[Records from a point labeling set]
** Begin **
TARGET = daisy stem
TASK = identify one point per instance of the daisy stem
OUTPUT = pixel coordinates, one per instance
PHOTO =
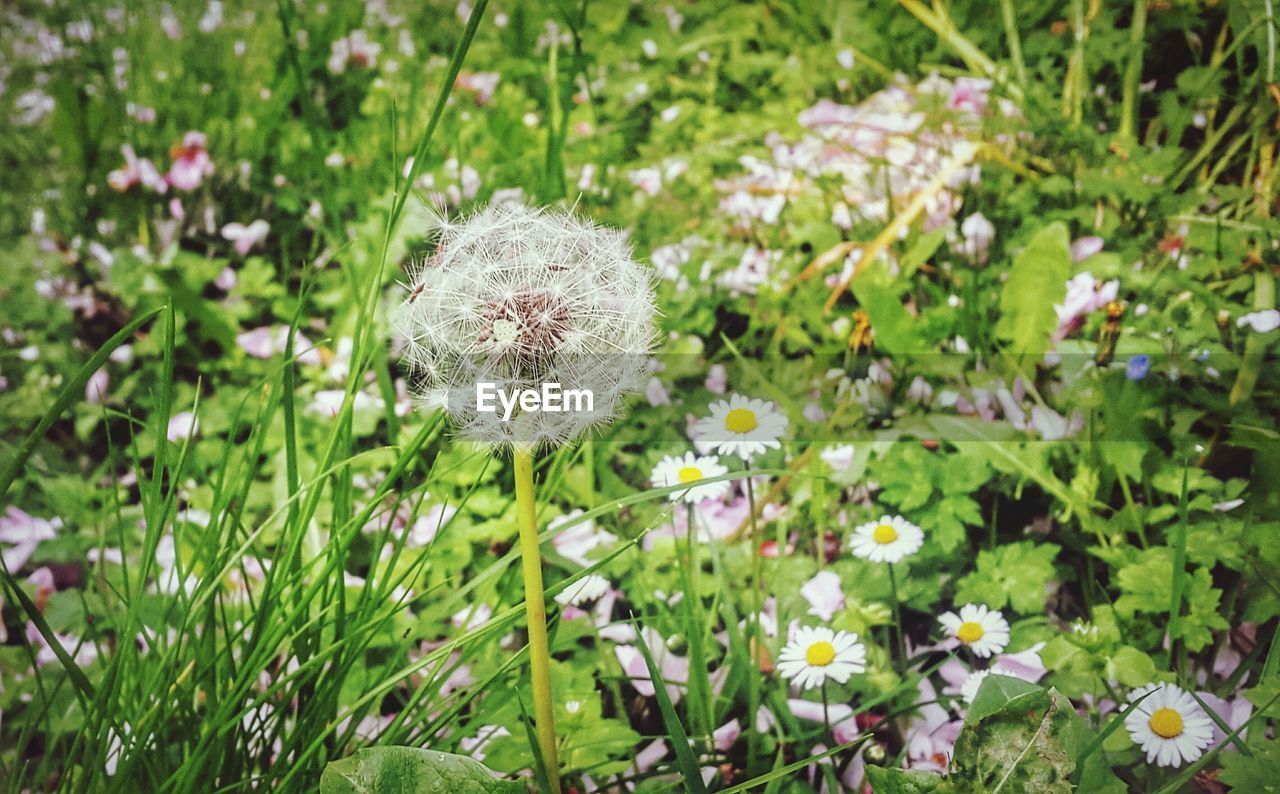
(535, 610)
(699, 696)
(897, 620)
** End **
** Begin **
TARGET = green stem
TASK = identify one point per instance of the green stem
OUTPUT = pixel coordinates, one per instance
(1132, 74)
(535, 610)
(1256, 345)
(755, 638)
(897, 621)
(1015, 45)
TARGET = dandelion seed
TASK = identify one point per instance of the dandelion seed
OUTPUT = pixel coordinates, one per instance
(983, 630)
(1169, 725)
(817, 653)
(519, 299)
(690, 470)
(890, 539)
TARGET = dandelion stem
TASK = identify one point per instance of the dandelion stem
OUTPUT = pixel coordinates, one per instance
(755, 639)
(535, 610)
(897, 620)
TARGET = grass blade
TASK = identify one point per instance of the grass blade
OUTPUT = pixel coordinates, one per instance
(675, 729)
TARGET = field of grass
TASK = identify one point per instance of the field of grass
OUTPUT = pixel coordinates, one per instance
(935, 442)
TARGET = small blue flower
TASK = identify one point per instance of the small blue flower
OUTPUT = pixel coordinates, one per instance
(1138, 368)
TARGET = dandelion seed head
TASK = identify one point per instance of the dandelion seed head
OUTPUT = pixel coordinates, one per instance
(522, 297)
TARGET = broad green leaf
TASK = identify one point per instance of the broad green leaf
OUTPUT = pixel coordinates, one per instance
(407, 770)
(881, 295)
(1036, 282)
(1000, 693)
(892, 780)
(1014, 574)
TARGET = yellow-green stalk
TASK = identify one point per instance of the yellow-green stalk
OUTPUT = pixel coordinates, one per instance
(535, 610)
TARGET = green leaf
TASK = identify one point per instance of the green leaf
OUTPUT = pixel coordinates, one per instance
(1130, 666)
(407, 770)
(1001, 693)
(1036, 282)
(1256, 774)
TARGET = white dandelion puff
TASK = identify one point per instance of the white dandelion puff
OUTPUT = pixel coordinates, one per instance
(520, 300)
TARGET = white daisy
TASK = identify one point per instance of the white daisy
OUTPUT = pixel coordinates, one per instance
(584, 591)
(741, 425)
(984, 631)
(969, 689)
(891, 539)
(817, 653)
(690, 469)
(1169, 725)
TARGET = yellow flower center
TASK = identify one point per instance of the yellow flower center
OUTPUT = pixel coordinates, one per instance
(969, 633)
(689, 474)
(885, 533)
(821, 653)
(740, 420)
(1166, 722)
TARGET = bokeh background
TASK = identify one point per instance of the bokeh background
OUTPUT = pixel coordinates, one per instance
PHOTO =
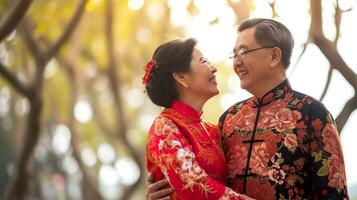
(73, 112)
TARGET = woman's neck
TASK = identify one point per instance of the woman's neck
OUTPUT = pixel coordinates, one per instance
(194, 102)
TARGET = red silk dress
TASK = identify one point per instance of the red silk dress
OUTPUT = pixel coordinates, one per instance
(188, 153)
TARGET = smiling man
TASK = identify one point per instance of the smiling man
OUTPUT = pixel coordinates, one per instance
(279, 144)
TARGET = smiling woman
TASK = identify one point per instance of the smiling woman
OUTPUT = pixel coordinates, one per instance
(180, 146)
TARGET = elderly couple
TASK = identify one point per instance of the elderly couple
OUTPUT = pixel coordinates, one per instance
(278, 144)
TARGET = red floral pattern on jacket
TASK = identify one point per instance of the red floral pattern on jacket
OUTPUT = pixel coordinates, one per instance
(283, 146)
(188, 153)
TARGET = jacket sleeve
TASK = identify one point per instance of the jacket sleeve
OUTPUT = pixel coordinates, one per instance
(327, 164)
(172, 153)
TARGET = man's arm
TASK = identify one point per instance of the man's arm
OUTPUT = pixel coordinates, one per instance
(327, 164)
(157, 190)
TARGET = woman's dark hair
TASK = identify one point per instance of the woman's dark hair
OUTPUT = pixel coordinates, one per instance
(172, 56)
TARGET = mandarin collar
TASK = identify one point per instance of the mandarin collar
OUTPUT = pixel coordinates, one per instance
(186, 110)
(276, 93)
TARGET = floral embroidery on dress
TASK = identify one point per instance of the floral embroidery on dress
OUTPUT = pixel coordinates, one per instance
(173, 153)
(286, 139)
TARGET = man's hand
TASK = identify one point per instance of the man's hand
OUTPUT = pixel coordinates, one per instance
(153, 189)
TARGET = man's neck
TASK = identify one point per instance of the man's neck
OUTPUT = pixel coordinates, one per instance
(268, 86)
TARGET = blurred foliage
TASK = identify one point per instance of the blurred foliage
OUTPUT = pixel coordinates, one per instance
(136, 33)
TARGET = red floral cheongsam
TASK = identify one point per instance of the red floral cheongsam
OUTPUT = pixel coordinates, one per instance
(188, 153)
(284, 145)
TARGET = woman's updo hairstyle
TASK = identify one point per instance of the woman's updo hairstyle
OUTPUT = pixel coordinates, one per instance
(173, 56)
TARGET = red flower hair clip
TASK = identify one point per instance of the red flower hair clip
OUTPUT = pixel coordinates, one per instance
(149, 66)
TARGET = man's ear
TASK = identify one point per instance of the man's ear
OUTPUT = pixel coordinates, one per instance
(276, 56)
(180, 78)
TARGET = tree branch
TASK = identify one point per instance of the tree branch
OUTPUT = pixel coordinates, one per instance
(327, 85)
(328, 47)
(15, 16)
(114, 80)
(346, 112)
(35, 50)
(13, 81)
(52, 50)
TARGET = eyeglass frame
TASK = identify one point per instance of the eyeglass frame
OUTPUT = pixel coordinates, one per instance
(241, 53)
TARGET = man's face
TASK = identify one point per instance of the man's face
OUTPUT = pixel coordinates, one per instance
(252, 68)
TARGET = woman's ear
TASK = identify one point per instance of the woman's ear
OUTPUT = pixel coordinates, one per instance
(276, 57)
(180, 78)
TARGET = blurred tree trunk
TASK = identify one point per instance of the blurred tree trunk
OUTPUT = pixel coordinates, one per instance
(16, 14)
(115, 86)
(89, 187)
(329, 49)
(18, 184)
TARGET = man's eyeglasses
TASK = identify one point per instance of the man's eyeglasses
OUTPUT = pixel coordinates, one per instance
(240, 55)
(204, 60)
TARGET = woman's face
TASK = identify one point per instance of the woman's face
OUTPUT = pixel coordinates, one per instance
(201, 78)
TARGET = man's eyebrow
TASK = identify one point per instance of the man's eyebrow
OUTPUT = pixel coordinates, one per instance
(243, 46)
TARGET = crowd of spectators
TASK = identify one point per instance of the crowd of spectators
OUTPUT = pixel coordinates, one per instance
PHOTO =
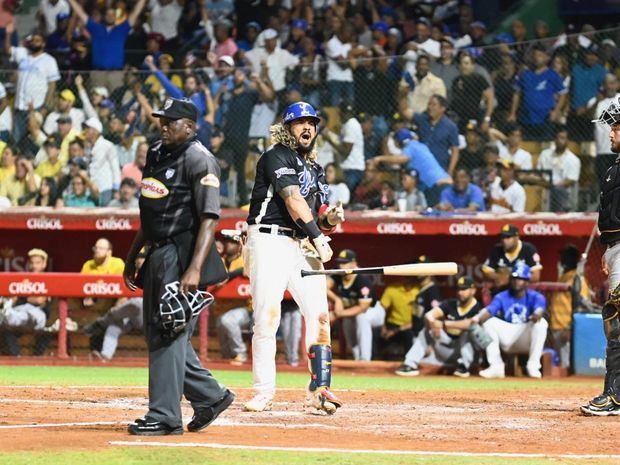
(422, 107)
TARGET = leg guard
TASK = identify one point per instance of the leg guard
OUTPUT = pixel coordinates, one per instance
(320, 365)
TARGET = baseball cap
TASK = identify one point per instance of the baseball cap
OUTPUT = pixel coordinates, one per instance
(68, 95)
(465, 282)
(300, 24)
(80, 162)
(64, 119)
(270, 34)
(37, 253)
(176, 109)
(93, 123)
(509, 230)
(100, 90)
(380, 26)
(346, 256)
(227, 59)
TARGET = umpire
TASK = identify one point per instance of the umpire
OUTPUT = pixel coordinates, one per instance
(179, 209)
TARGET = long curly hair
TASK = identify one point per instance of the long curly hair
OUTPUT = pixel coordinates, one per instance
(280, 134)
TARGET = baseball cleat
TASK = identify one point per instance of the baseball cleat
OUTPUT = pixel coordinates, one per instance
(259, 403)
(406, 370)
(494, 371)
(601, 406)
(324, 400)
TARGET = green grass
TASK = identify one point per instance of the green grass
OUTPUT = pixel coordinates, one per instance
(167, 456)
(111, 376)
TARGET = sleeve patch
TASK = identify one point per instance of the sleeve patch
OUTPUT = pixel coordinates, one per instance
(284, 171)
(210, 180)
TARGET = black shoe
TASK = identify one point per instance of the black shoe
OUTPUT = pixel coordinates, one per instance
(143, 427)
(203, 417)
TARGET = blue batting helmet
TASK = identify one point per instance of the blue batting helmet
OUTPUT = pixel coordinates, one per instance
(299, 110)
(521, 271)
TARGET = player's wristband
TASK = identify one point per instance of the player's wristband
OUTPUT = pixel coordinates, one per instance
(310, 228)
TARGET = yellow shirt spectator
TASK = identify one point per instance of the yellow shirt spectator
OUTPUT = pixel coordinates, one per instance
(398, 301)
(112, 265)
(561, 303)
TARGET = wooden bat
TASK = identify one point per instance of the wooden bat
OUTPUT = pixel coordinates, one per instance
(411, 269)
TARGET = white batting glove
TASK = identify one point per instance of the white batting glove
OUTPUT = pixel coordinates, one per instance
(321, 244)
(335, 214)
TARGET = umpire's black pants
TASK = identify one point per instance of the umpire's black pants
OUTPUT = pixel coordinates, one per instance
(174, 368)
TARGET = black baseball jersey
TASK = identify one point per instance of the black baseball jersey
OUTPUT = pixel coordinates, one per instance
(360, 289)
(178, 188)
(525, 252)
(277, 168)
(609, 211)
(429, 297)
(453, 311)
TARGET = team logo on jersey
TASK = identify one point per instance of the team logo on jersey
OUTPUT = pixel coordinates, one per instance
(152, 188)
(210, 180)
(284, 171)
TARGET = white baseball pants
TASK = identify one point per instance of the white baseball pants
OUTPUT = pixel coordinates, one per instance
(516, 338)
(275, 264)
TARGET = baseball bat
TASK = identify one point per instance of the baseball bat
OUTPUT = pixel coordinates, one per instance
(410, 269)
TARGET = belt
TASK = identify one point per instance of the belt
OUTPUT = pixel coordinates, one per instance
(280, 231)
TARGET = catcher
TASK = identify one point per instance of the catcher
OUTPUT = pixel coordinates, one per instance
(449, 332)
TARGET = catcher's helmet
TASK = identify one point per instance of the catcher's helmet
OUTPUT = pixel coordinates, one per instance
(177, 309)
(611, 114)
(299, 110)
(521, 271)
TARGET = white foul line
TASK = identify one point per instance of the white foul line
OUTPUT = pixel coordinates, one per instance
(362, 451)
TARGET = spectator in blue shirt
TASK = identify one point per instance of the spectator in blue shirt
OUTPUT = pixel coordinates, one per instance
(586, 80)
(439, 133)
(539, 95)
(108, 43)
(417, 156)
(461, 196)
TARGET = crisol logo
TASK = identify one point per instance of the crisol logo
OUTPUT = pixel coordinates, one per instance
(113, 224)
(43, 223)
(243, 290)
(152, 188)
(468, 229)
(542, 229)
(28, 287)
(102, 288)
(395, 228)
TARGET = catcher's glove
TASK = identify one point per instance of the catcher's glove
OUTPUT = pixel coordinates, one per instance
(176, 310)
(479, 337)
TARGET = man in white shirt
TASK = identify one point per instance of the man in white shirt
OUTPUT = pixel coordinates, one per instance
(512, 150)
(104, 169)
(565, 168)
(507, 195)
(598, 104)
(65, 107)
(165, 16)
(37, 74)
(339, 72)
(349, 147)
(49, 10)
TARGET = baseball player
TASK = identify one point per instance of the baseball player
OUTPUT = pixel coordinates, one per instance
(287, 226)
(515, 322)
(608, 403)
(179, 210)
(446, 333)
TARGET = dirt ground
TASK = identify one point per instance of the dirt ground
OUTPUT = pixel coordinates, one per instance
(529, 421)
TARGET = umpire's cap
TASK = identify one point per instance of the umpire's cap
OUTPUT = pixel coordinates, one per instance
** End **
** Begin **
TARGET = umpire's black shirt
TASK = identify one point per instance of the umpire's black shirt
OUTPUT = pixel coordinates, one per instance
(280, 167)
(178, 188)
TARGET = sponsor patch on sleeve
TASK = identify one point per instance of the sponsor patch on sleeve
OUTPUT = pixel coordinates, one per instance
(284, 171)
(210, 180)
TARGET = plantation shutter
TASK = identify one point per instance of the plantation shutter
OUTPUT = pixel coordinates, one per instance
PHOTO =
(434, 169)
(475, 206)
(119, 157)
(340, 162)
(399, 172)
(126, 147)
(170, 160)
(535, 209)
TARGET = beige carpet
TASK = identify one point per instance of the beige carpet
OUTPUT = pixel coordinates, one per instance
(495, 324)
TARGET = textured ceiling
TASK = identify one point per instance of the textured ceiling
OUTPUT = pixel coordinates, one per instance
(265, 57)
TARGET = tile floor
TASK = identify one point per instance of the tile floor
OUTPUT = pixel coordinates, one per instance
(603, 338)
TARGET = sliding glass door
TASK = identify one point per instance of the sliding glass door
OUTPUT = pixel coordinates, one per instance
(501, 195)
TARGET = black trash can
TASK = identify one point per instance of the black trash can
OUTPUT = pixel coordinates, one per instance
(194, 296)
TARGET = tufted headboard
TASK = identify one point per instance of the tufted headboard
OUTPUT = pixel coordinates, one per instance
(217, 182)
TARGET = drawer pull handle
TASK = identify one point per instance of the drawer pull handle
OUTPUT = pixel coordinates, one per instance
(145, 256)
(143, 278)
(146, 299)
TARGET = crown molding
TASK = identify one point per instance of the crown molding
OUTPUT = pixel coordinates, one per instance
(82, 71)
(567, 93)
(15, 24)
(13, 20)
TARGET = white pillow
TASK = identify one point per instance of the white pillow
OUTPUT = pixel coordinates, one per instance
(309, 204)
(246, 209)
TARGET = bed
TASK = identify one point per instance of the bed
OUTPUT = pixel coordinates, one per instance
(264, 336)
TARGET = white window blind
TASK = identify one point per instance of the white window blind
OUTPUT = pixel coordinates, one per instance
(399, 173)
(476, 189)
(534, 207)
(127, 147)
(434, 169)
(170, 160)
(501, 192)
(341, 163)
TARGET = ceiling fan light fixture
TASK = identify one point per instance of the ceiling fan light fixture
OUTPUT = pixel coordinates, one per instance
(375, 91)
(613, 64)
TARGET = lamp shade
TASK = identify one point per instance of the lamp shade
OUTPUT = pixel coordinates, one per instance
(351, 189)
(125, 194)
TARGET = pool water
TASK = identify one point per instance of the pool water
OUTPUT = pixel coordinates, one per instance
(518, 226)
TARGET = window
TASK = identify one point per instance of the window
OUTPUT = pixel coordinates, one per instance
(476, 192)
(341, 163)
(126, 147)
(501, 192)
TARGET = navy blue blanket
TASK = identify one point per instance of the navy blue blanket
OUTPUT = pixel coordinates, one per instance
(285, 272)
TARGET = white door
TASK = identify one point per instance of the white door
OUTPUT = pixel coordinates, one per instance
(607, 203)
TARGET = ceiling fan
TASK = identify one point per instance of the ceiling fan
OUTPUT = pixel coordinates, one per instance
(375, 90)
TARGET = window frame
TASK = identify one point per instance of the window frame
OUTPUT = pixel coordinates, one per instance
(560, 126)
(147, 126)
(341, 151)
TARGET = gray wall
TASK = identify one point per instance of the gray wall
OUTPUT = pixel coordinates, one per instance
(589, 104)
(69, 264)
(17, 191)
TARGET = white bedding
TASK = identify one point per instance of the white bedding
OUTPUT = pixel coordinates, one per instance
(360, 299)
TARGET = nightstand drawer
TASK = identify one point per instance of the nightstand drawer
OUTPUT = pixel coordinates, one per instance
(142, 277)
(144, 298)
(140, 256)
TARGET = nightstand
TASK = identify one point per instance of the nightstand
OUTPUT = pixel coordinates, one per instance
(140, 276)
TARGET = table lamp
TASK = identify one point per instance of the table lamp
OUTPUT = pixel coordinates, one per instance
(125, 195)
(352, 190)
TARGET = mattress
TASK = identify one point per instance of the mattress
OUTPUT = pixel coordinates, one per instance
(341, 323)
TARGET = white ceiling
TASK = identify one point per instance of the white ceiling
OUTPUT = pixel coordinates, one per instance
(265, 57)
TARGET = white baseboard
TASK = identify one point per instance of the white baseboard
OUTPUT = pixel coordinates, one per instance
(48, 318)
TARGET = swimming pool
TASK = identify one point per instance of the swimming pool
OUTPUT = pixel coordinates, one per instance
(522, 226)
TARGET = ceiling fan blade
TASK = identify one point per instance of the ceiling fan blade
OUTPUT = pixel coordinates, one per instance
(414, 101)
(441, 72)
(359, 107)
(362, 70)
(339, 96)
** End **
- _JOB_
Pick out every line in the material above that contains the word "belt", and copy each one.

- _TASK SOLUTION_
TARGET = belt
TASK = identify one point per instance of the belt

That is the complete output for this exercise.